++++ Data section ++++
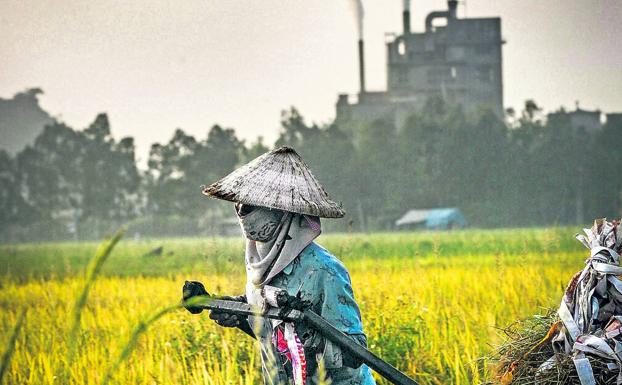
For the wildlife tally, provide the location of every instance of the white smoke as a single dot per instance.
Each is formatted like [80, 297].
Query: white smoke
[357, 7]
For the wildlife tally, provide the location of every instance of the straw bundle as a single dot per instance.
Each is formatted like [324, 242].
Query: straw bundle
[582, 342]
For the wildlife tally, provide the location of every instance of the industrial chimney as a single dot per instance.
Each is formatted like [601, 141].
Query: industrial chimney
[406, 17]
[362, 64]
[452, 5]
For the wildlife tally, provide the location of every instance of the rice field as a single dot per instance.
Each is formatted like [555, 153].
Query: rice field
[432, 304]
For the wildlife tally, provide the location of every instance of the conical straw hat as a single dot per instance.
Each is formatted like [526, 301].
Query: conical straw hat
[278, 179]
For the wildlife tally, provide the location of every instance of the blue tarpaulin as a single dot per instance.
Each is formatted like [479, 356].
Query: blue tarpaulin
[433, 219]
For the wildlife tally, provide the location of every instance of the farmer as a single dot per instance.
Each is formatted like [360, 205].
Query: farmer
[279, 204]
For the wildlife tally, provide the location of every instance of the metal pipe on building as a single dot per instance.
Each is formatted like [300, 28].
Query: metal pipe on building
[453, 6]
[362, 65]
[406, 17]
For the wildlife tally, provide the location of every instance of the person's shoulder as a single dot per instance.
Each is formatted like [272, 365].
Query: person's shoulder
[322, 258]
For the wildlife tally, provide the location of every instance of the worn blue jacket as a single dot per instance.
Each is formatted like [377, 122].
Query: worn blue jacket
[317, 276]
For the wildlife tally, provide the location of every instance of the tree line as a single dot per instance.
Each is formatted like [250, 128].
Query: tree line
[521, 171]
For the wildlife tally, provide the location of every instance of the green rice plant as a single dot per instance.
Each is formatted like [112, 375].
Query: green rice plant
[10, 348]
[92, 271]
[130, 345]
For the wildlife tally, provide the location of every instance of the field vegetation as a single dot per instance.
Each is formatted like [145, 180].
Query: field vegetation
[432, 304]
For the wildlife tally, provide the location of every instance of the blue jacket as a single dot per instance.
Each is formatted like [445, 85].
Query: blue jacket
[319, 277]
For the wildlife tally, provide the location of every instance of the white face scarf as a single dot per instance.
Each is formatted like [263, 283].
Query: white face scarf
[274, 240]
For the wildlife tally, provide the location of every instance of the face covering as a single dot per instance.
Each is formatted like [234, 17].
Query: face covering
[258, 223]
[274, 238]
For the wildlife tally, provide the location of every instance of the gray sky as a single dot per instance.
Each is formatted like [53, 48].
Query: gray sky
[157, 65]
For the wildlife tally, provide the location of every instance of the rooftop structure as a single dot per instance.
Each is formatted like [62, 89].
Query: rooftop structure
[459, 61]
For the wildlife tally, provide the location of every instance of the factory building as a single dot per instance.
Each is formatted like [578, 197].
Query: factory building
[459, 61]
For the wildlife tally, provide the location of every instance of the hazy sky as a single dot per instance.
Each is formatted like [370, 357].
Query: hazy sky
[157, 65]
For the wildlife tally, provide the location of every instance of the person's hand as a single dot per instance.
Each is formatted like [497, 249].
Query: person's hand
[193, 289]
[228, 320]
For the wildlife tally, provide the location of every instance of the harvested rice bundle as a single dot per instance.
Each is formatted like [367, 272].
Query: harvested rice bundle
[581, 343]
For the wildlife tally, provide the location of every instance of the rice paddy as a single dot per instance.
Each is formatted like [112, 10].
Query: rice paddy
[432, 304]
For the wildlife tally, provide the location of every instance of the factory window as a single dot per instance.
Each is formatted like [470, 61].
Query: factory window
[401, 47]
[484, 74]
[483, 49]
[455, 53]
[402, 76]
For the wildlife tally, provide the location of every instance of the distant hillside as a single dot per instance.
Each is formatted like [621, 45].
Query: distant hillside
[21, 120]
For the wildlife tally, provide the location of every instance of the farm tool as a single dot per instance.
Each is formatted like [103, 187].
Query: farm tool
[288, 312]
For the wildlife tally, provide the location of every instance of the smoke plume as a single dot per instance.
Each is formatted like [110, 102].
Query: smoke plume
[357, 7]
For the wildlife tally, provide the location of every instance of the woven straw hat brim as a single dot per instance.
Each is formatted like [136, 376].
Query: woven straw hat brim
[279, 179]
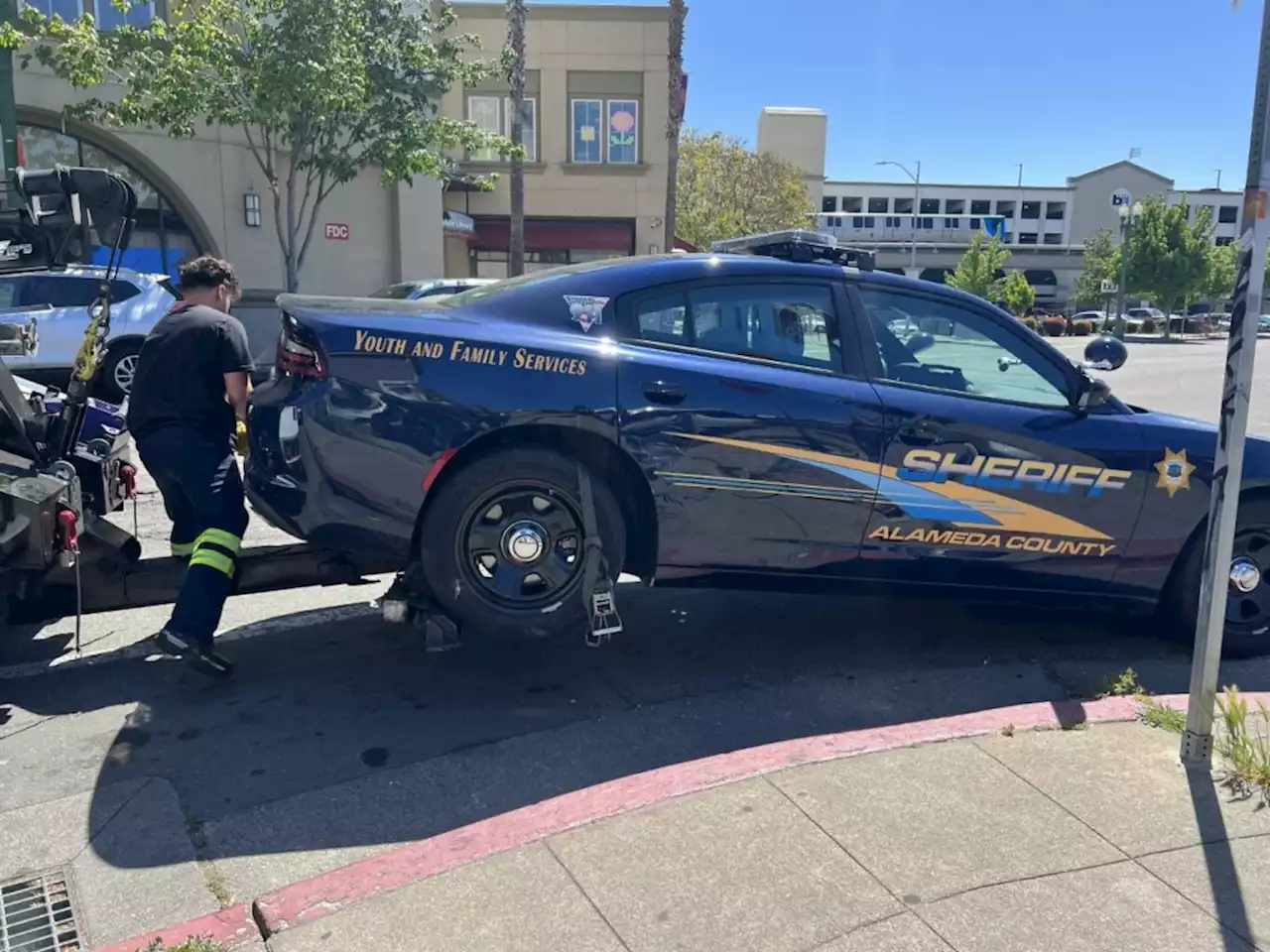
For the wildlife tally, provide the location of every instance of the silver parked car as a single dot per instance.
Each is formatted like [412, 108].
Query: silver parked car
[59, 302]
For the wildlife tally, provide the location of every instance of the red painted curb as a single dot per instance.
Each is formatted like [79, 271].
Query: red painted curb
[329, 892]
[230, 927]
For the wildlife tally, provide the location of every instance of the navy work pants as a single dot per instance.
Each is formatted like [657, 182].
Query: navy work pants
[202, 493]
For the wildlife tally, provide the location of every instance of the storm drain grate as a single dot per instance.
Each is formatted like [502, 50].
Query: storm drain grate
[36, 915]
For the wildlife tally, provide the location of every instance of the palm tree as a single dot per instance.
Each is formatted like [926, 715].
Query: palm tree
[516, 41]
[675, 119]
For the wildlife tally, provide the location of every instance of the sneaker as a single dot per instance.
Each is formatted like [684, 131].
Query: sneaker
[202, 657]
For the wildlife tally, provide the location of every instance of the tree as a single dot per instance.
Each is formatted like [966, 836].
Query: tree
[1169, 255]
[1101, 263]
[976, 271]
[516, 48]
[1219, 285]
[320, 89]
[675, 116]
[1016, 295]
[724, 189]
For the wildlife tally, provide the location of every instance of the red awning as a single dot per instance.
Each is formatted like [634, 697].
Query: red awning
[559, 234]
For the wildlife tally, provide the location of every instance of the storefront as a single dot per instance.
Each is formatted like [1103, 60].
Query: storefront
[549, 243]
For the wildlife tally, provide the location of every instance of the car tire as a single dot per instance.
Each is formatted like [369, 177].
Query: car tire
[118, 368]
[1180, 604]
[462, 516]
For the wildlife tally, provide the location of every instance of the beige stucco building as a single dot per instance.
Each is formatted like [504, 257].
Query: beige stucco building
[594, 185]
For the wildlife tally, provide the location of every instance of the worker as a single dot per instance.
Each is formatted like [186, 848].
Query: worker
[187, 413]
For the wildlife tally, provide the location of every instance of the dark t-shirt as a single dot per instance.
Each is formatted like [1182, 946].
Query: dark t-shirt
[181, 372]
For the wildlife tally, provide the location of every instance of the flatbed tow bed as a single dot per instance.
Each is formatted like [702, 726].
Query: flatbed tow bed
[60, 556]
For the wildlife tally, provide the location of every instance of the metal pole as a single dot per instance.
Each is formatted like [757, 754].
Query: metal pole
[1125, 227]
[1197, 748]
[8, 107]
[917, 208]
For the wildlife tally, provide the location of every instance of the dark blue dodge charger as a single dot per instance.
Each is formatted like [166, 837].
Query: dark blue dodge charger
[743, 416]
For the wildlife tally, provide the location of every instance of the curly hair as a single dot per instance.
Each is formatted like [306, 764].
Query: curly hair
[206, 272]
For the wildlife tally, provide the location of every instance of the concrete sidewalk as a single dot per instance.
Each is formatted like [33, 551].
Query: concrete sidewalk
[1088, 838]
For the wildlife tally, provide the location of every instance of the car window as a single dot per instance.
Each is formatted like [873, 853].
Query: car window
[397, 293]
[943, 345]
[9, 294]
[788, 322]
[663, 318]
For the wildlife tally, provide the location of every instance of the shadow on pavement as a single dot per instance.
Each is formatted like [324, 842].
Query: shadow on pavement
[349, 735]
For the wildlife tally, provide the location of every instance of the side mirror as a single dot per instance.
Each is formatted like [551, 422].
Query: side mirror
[921, 341]
[1093, 393]
[1105, 353]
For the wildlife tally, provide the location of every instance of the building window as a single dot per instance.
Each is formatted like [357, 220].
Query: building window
[107, 16]
[622, 131]
[587, 143]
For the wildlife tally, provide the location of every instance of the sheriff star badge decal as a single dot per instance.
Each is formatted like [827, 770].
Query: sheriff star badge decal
[1174, 471]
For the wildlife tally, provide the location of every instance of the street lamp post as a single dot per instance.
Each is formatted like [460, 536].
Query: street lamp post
[1128, 218]
[917, 199]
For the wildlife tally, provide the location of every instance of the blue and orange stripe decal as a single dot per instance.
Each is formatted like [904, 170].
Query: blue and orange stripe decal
[953, 503]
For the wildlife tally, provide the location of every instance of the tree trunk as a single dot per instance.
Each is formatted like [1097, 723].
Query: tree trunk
[675, 118]
[516, 39]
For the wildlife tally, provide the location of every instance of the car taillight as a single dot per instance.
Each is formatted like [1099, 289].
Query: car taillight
[299, 359]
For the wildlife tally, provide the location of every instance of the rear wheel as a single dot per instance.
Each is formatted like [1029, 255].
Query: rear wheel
[118, 370]
[1246, 585]
[503, 543]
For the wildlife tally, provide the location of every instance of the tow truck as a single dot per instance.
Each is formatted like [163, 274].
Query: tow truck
[60, 555]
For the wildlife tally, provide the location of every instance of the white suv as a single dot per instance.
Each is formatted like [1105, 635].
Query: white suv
[59, 302]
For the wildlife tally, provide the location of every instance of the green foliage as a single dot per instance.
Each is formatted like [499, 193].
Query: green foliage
[976, 271]
[1016, 294]
[1219, 285]
[724, 190]
[1243, 746]
[191, 944]
[1101, 263]
[1169, 255]
[320, 89]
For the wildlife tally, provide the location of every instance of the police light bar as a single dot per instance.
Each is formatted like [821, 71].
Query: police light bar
[798, 245]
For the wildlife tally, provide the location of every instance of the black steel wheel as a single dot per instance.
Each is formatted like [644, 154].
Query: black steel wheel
[521, 546]
[1247, 587]
[500, 542]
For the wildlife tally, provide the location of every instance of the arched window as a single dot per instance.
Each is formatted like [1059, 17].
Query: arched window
[162, 238]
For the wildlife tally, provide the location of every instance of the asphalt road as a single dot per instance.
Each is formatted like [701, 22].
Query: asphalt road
[340, 738]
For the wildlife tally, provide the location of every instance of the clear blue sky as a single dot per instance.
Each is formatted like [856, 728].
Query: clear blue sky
[971, 87]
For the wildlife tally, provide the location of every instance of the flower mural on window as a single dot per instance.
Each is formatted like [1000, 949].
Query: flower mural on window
[622, 131]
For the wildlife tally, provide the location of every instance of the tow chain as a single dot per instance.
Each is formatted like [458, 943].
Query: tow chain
[597, 588]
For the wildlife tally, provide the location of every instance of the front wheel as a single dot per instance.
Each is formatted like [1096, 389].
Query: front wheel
[503, 543]
[1246, 584]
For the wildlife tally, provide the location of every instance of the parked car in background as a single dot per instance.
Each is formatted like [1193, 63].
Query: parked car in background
[414, 290]
[59, 302]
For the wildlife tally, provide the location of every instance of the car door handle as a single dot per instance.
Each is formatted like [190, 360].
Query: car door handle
[662, 393]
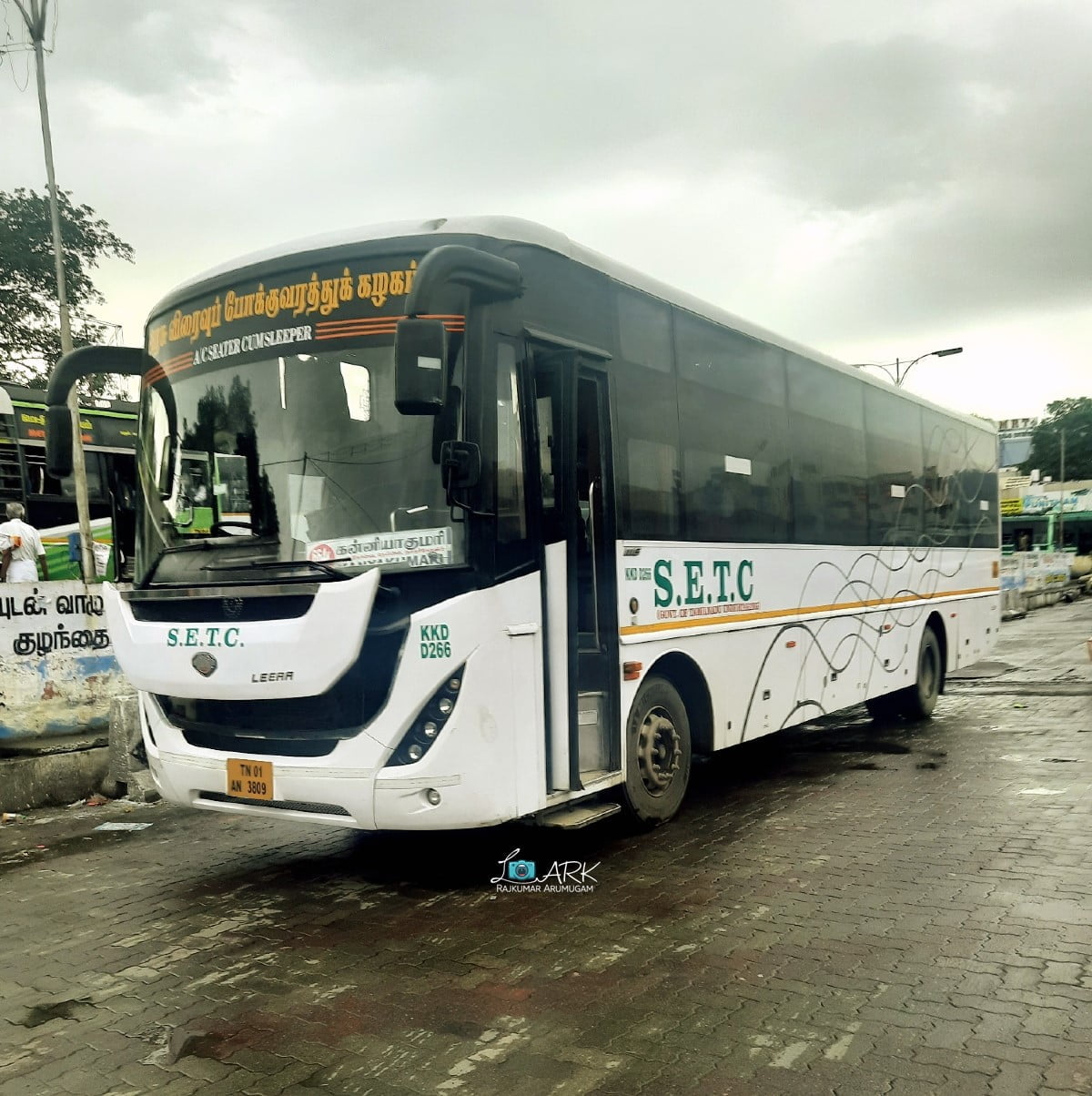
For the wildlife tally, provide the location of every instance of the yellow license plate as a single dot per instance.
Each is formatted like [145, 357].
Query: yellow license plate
[250, 779]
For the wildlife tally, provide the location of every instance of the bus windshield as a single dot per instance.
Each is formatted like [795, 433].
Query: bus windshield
[301, 457]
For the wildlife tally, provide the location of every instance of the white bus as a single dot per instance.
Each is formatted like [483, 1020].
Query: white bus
[511, 532]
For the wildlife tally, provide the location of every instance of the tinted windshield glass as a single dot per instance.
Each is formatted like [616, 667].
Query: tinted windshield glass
[298, 457]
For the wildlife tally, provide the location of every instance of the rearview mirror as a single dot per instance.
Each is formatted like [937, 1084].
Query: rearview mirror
[420, 365]
[460, 465]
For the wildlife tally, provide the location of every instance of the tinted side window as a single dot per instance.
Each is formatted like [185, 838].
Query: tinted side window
[647, 418]
[943, 445]
[735, 435]
[644, 330]
[980, 488]
[895, 467]
[826, 420]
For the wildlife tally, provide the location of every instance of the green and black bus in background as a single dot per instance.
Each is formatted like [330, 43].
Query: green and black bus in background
[108, 429]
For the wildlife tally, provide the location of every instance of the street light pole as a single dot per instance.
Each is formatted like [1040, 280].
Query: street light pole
[902, 369]
[35, 20]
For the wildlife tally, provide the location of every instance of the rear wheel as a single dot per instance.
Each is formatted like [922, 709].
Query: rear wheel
[657, 766]
[920, 698]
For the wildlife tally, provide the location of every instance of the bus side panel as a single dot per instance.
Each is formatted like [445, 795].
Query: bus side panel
[785, 634]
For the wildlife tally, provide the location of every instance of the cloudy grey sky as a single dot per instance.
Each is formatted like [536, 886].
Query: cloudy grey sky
[872, 178]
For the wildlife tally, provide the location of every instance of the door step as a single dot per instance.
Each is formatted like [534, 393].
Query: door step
[577, 816]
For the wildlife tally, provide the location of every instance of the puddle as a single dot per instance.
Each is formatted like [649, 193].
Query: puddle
[53, 1010]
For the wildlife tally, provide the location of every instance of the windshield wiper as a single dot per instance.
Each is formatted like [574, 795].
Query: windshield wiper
[273, 564]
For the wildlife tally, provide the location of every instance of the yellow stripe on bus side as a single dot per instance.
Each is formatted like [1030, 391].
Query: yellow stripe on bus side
[774, 614]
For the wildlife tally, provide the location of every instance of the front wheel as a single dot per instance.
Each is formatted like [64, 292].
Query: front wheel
[657, 764]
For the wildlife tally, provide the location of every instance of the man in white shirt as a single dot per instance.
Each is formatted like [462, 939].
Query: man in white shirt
[20, 548]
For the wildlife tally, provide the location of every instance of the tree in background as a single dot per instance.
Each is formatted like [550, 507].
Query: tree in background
[30, 332]
[1074, 417]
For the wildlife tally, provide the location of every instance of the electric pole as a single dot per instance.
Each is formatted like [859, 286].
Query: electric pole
[35, 20]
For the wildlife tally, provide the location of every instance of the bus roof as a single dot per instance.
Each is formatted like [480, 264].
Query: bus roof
[517, 230]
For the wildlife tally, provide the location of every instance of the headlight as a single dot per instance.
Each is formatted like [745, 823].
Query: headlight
[426, 728]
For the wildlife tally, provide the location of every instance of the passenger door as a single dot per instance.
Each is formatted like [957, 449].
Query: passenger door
[575, 498]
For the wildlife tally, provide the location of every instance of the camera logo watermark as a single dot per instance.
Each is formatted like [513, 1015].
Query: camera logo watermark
[571, 877]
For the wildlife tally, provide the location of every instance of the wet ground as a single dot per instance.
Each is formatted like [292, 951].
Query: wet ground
[844, 908]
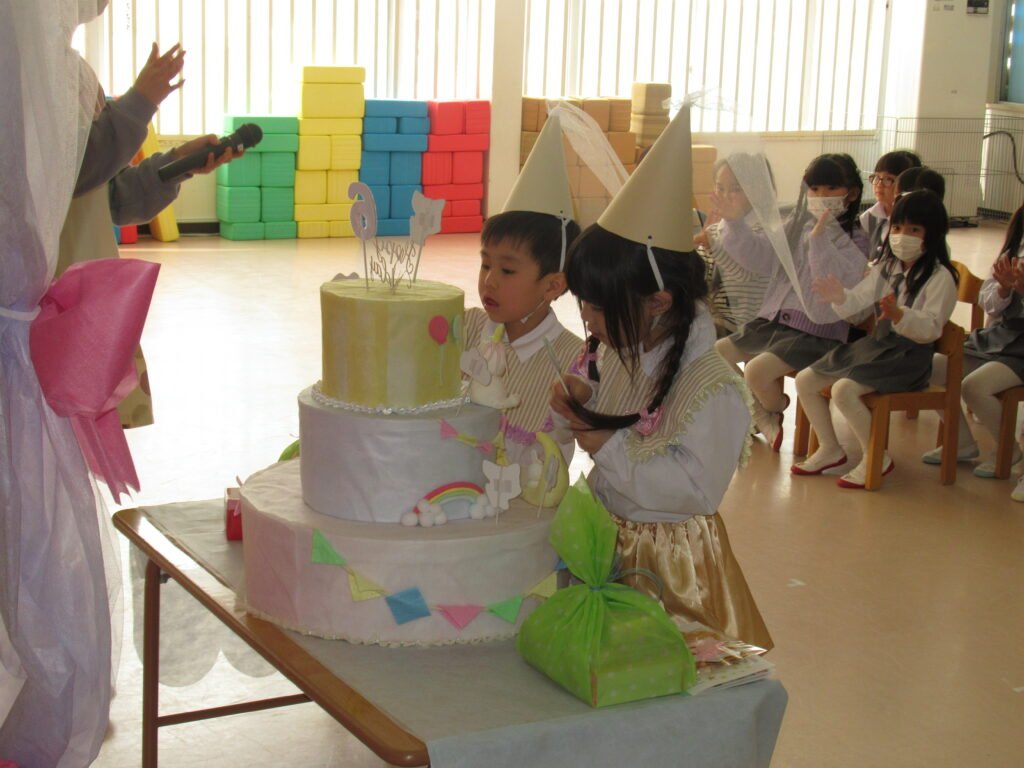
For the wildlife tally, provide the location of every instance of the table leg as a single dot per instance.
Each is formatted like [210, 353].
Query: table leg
[151, 664]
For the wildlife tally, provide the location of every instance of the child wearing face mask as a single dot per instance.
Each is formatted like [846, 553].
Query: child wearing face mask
[824, 238]
[918, 289]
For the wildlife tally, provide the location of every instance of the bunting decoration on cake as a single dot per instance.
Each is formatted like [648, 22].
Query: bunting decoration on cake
[410, 604]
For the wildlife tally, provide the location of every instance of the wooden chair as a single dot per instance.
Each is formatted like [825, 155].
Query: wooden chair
[944, 397]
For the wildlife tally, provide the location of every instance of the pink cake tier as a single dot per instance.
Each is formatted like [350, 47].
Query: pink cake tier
[370, 583]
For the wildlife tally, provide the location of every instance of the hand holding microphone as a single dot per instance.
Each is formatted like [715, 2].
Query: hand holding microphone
[207, 153]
++++
Short task.
Update the items from the line containing "sidewalk as a single dot per instance." down to the line containing "[1174, 471]" by replacing "wildlife tally" with "street survey" and leaving everything else unchanged.

Problem solution.
For the street survey, provide the location of every instance of the concrete sidewalk as a single dot per instance.
Each is formatted like [33, 551].
Query: concrete sidewalk
[1088, 838]
For the street survey, provide the location of every instance of the car window as a single dot per instance.
Each is formatted like [873, 853].
Query: car window
[397, 293]
[943, 345]
[9, 294]
[788, 322]
[663, 318]
For the street survey, provide the location of every instance of the shadow on pavement as a single dot per instance.
Each is formatted like [324, 842].
Query: shadow on pavement
[349, 735]
For the street survey, provide the location of every instance of the side mirror as a single dot per instance.
Each is formatted like [551, 422].
Query: side mirror
[921, 341]
[1093, 393]
[1105, 353]
For the street survey, provide the location of every instance of the building window as a single dot per instance.
Each is formatted like [357, 220].
Query: building window
[107, 16]
[622, 131]
[587, 143]
For the street survey, provide the location of every instance of the sheriff star badge decal as a single dot per instance.
Each is formatted like [827, 770].
Query: sheriff star badge decal
[1174, 471]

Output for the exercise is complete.